:: ASSIGNED TASK ::
From the article on the Australian senator's bill about China's digital currency, copy the stretch from "Australia already has" through "industry into bankruptcy." word for word.

Amid the worsening relationship with China, one Australian Senator is trying to address possible national security concerns that may arise from Beijing’s Central Bank Digital Currency project.


Senator Andrew Bragg speaking at Forkast’s Crypto Rising event in August.

Australian Senator Andrew Bragg plans to introduce legislation to monitor Chinese banks operating in the country and their future use of Beijing’s central bank digital currency (CBDC), known as the e-CNY, saying the adoption of the currency could be a threat to national security. 

Speaking on ABC radio on Monday, Bragg – one of Australia’s leading cryptocurrency advocates – said he intends to introduce the Digital Assets (Market Regulation) Bill when parliament next sits at the end of this month.

“That [e-CNY] currency, if it became widespread in the Pacific, or even within Australia, would give the Chinese state enormous power – economic and strategic power that it doesn’t have today,” Bragg said. “So, I think we need to be prepared for that. We need to know more about this digital currency, so the bill establishes reporting requirements in that regard.” 

While China remains Australia’s largest trading partner, relations between the two countries have deteriorated, especially since Canberra called for an independent probe into the origins of Covid-19 and Beijing responded with a raft of bans and sanctions on Australian exports. Former Prime Minister Scott Morrison said China is a threat to peace in the region. 

As the name implies, a CBDC is a digital currency issued by a central bank. China’s e-CNY has been in trials since 2014 and is regarded as the most advanced among other leading economies testing the concept.

The Reserve Bank of Australia last month announced that it was launching a research project to explore possible use cases for CBDC technology in the country. 

Bragg is also seeking to address stablecoins – or cryptocurrency pegged to another asset, such as the U.S. dollar – in the same legislation by making it an offense to issue one without a license. 

Australia already has a few such tokens, including the Australian Dollar token, or AUDT, as well as another operated by the Australia and New Zealand Banking Group Ltd, the A$DC.

Stablecoins are coming under increased international scrutiny, Bragg said, following the multi-billion-dollar collapse of the Terra/Luna stablecoin project earlier this year, which deepened a price decline across most cryptocurrencies and drove some companies in the industry into bankruptcy.

Last year, Bragg chaired a Senate committee that released one of the country’s most detailed reports into cryptocurrency and blockchain technology, which included 12 recommendations for the Australian government to follow to best approach crypto regulation.

However, Bragg’s conservative Liberal Party lost the federal election in May and the new Labor Party government has so far adopted only a few of those recommendations. One is known as “token mapping” to better understand each cryptocurrency’s use case and how they should be regulated.

:: STORED DATA ::
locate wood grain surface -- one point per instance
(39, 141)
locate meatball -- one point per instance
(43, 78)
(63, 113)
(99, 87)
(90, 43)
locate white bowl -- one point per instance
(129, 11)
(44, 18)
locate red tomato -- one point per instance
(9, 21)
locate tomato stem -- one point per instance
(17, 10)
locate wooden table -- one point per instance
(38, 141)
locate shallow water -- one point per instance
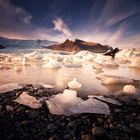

:: RESULT BELOW ::
Australia already has a few such tokens, including the Australian Dollar token, or AUDT, as well as another operated by the Australia and New Zealand Banking Group Ltd, the A$DC.

Stablecoins are coming under increased international scrutiny, Bragg said, following the multi-billion-dollar collapse of the Terra/Luna stablecoin project earlier this year, which deepened a price decline across most cryptocurrencies and drove some companies in the industry into bankruptcy.